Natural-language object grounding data
**********

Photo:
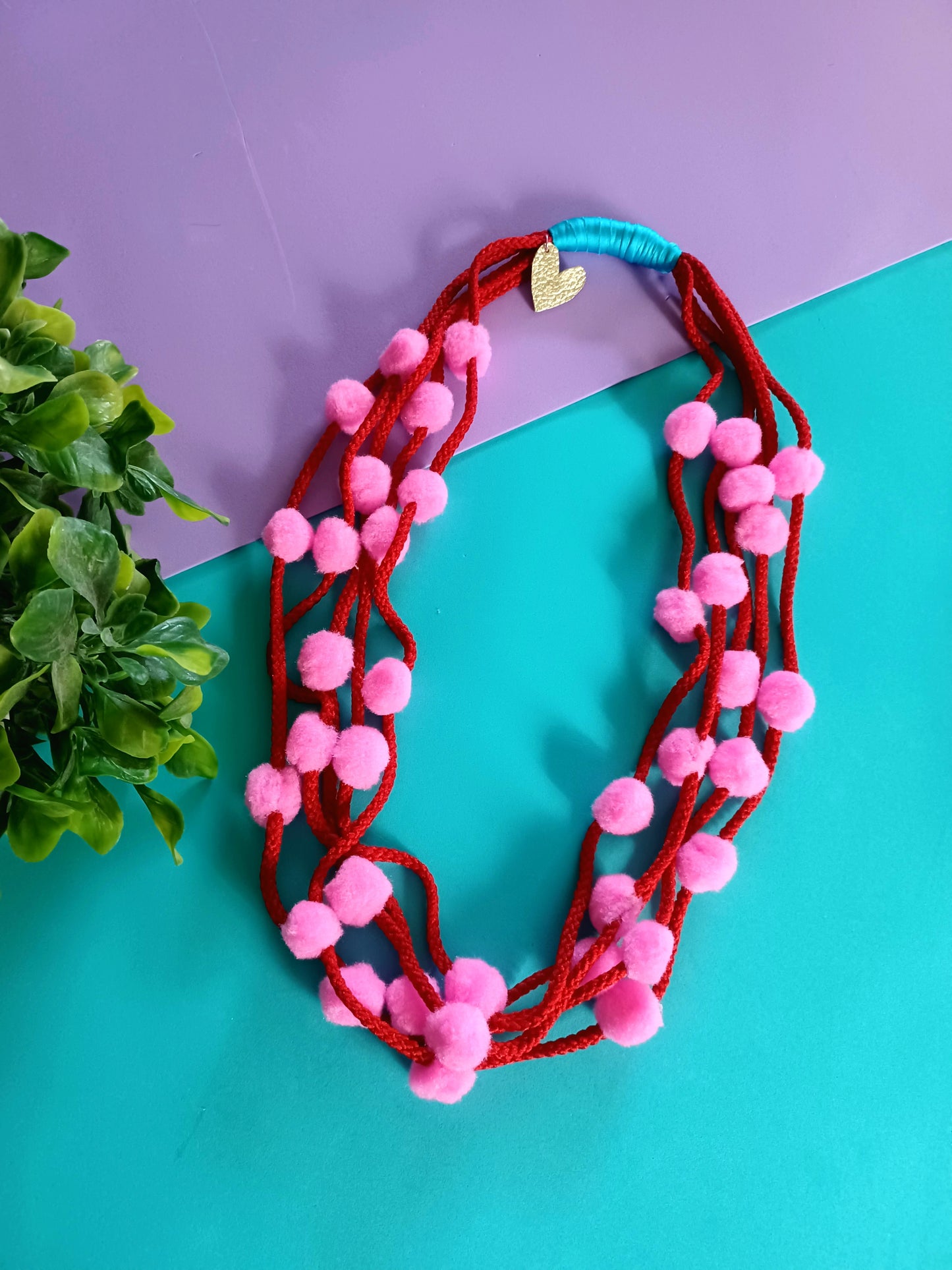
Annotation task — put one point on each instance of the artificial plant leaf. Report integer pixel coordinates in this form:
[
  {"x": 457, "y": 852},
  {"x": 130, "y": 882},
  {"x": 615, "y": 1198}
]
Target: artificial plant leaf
[
  {"x": 86, "y": 558},
  {"x": 46, "y": 629},
  {"x": 42, "y": 256},
  {"x": 55, "y": 423},
  {"x": 167, "y": 817}
]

**********

▶ **Directions for this task**
Please retype the records above exactly, leaving every image out.

▶ **Answer to this task**
Photo:
Annotation task — put one point on each instance of the artificial plant leaf. Report integer pixel coordinates in this form:
[
  {"x": 457, "y": 852},
  {"x": 130, "y": 882},
  {"x": 615, "y": 1198}
]
Target: artificial plant leaf
[
  {"x": 86, "y": 558},
  {"x": 46, "y": 629},
  {"x": 42, "y": 256},
  {"x": 55, "y": 423},
  {"x": 167, "y": 817}
]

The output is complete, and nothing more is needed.